Records for the exercise =
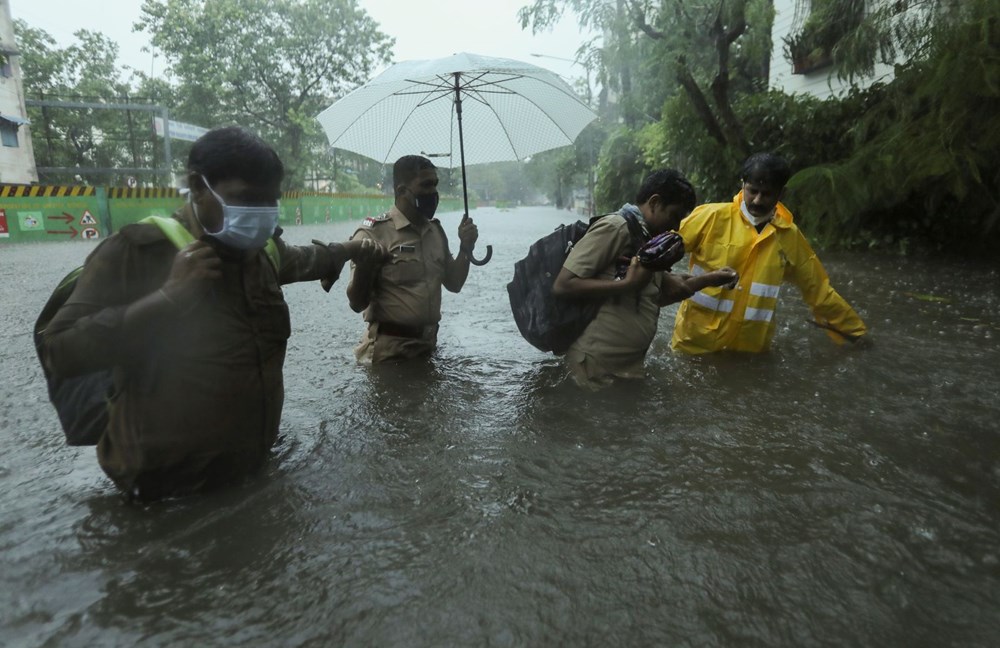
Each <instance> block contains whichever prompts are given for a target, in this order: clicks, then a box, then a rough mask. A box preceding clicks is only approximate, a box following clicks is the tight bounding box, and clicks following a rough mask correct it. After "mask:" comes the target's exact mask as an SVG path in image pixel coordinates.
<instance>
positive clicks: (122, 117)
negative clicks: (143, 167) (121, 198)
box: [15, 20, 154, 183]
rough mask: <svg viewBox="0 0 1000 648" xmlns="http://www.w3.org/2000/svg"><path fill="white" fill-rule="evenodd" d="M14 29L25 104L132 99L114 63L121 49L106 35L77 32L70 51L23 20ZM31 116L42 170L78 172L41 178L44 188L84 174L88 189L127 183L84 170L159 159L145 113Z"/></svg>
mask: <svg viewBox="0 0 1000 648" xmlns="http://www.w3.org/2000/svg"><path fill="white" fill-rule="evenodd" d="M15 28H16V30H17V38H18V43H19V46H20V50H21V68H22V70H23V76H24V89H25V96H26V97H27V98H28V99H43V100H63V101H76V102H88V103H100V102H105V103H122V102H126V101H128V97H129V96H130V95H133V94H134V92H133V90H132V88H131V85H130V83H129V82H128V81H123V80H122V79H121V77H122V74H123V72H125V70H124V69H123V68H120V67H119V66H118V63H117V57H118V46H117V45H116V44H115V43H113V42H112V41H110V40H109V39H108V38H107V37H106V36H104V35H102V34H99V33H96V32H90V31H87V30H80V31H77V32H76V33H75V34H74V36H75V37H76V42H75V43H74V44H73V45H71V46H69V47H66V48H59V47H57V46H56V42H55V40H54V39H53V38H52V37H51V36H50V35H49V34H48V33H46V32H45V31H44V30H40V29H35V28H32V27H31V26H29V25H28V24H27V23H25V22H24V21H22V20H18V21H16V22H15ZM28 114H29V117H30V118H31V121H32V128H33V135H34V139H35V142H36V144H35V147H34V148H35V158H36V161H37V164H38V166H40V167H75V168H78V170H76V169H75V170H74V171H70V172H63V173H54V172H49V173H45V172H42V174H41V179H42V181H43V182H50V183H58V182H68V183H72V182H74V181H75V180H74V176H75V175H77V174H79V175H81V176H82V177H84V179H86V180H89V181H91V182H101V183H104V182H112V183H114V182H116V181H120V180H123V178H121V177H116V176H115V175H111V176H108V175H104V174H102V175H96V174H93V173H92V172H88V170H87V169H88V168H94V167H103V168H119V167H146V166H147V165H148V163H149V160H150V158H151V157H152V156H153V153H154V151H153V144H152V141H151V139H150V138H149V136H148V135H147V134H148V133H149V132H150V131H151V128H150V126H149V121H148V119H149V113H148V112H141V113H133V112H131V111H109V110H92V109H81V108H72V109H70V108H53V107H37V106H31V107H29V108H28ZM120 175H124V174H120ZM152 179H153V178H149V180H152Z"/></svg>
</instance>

Aim of the exercise = Please output the material above unchanged, apart from removing the pictures.

Output of the exercise =
Each <instance> block contains whichever prompts are given for a target, in this order: clicks, then a box, then a rough mask. A box preceding clicks is only approximate, a box following clicks is the tight bounding box, and clicks following a rough mask correct it. After "mask:" comes the target's exact mask as an SVG path in image pixel coordinates.
<instance>
positive clicks: (122, 117)
negative clicks: (143, 167) (121, 198)
box: [15, 20, 154, 183]
rough mask: <svg viewBox="0 0 1000 648" xmlns="http://www.w3.org/2000/svg"><path fill="white" fill-rule="evenodd" d="M14 29L25 104L132 99L114 63L121 49L106 35L77 32L70 51L23 20ZM31 116L42 170L78 172L41 178L44 188L84 174L88 189L127 183L84 170L159 159L145 113Z"/></svg>
mask: <svg viewBox="0 0 1000 648" xmlns="http://www.w3.org/2000/svg"><path fill="white" fill-rule="evenodd" d="M15 28H16V30H17V38H18V43H19V46H20V50H21V68H22V70H23V76H24V89H25V96H26V97H27V98H28V99H43V100H63V101H76V102H88V103H100V102H105V103H122V102H126V101H128V97H129V96H130V95H133V94H134V92H133V90H132V88H131V85H130V83H129V82H128V81H123V80H122V79H121V77H122V74H123V72H125V70H124V69H123V68H120V67H119V66H118V63H117V57H118V46H117V45H116V44H115V43H113V42H112V41H110V40H109V39H108V38H107V37H106V36H104V35H102V34H99V33H96V32H90V31H87V30H80V31H77V32H76V33H75V34H74V36H75V37H76V42H75V43H74V44H73V45H71V46H69V47H66V48H59V47H57V46H56V42H55V40H54V39H53V38H52V37H51V36H50V35H49V34H48V33H46V32H45V31H44V30H40V29H35V28H32V27H31V26H29V25H28V24H27V23H25V22H24V21H22V20H18V21H16V22H15ZM28 114H29V117H30V118H31V121H32V128H33V135H34V139H35V142H36V144H35V147H34V148H35V158H36V161H37V164H38V166H40V167H75V168H78V170H76V169H75V170H74V171H70V172H63V173H54V172H49V173H45V172H42V174H41V179H42V181H43V182H50V183H58V182H68V183H72V182H74V181H75V180H74V176H75V175H77V174H79V175H81V176H82V177H84V179H86V180H89V181H91V182H101V183H104V182H112V183H114V182H116V181H120V180H123V178H121V177H116V176H115V175H111V176H108V175H104V174H102V175H96V174H93V173H92V172H88V170H87V169H88V168H94V167H103V168H119V167H146V166H147V165H148V163H149V160H150V158H151V157H152V156H153V153H154V151H153V144H152V141H151V139H150V138H149V136H148V135H147V134H148V133H149V132H150V131H151V128H150V126H149V121H148V119H149V113H148V112H141V113H133V112H131V111H109V110H92V109H81V108H72V109H70V108H53V107H37V106H31V107H29V108H28ZM120 175H124V174H120ZM152 179H153V178H149V180H152Z"/></svg>
</instance>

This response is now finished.